### DOCUMENT EXCERPT
# Kielys Elect Liquidation:letter & phone call requesting to sign over proxy rights



## higster (7 Jun 2008)

If yes how are you proceeding. I got a letter & phone call requesting to sign over proxy rights to the chairman for the meeting in Killarney on Monday next. They said it was so they could appoint over their own liquidator and they will look after the customers first. 

My own feeling is that they could have looked after us well before thie (on Fri last I had ordered my stuff to be delivered on the following Thurs...shut down on the Weds...)


----------



## Brendan Burgess (7 Jun 2008)

*Re: Kielys Electrical Liquidation*

If you paid by credit card, the credit card company will give you your money back. 

Brendan


----------



## higster (7 Jun 2008)

*Re: Kielys Electrical Liquidation*

nope afraid not. Cheque long since cashed.


----------



## ajapale (7 Jun 2008)

*Re: Kielys Electrical Liquidation*

Kielys had full page ads (for their electrical goods) in this weeks Kerryman  published on Wednesday the same day they shutdown.

I figure the competition from Harvey Norman and Soundstore was too much for them.


----------



## ClubMan (7 Jun 2008)

*Re: Kielys Electrical Liquidation*



higster said:


> If yes how are you proceeding. I got a letter & phone call requesting to sign over proxy rights to the chairman for the meeting in Killarney on Monday next. They said it was so they could appoint over their own liquidator and they will look after the customers first.


Who is the chairman of the meeting? An officer of the company? If so then why would you do this rather than attending and speaking on your own behalf? Or in conjunction with other affected parties? Assuming, of course, that the amount owed is worth chasing in this way. On the other hand if the likes of _Revenue _are owed money then they will be at the head of the list for payment first and ordinary creditors such as yourself may be way behind and unlikely to get any recompense.

As far as I know a liquidator's discretion in dealing with creditors may be circumscribed by certain rules - e.g. that preferential creditors (like _Revenue_) are settled with before ordinary creditors (such as you and other affected customers). So if somebody is insinuating that they can just deal with customers as they like then I don't think that they are correct.


----------



## samhain (8 Jun 2008)

*Re: Kielys Electrical Liquidation*

Don't think it was just the competition from Harvey Normans etc I rang around to price a dryer last year and they said they would match the price I was getting in Finnucaines (in Limerick).  So I sent the husband out to buy it - in cash - and they said they would only give it to me at that price if I had it in writing from Finnucaines.  Naturally went straight to other shop and bought it there.  And subsequently went back to Finnucaines for the washing machine, dishwasher and american style fridge freezer.


----------



## MrMan (9 Jun 2008)

> they said they would only give it to me at that price if I had it in writing from Finnucaines. Naturally went straight to other shop and bought it there. And subsequently went back to Finnucaines for the washing machine, dishwasher and american style fridge freezer.



They were right to do this as people have a tendency to exagerrate prices.


----------



## FredBloggs (9 Jun 2008)

### INSTRUCTIONS FOR THE TASK
Answer these questions using the forum thread about the Kielys Electrical liquidation.
(a) In which town is the creditors' meeting to be held?
(b) In which newspaper did Kielys run full-page ads on the day they shut down?
(c) Which appliances did the poster who priced a dryer later buy at Finnucaines?

### Pointing dataset records
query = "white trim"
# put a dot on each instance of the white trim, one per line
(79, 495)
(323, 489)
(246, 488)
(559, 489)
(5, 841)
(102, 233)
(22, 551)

### RESULT OF THE TASK
(a) Killarney
(b) The Kerryman
(c) A washing machine, a dishwasher and an American-style fridge freezer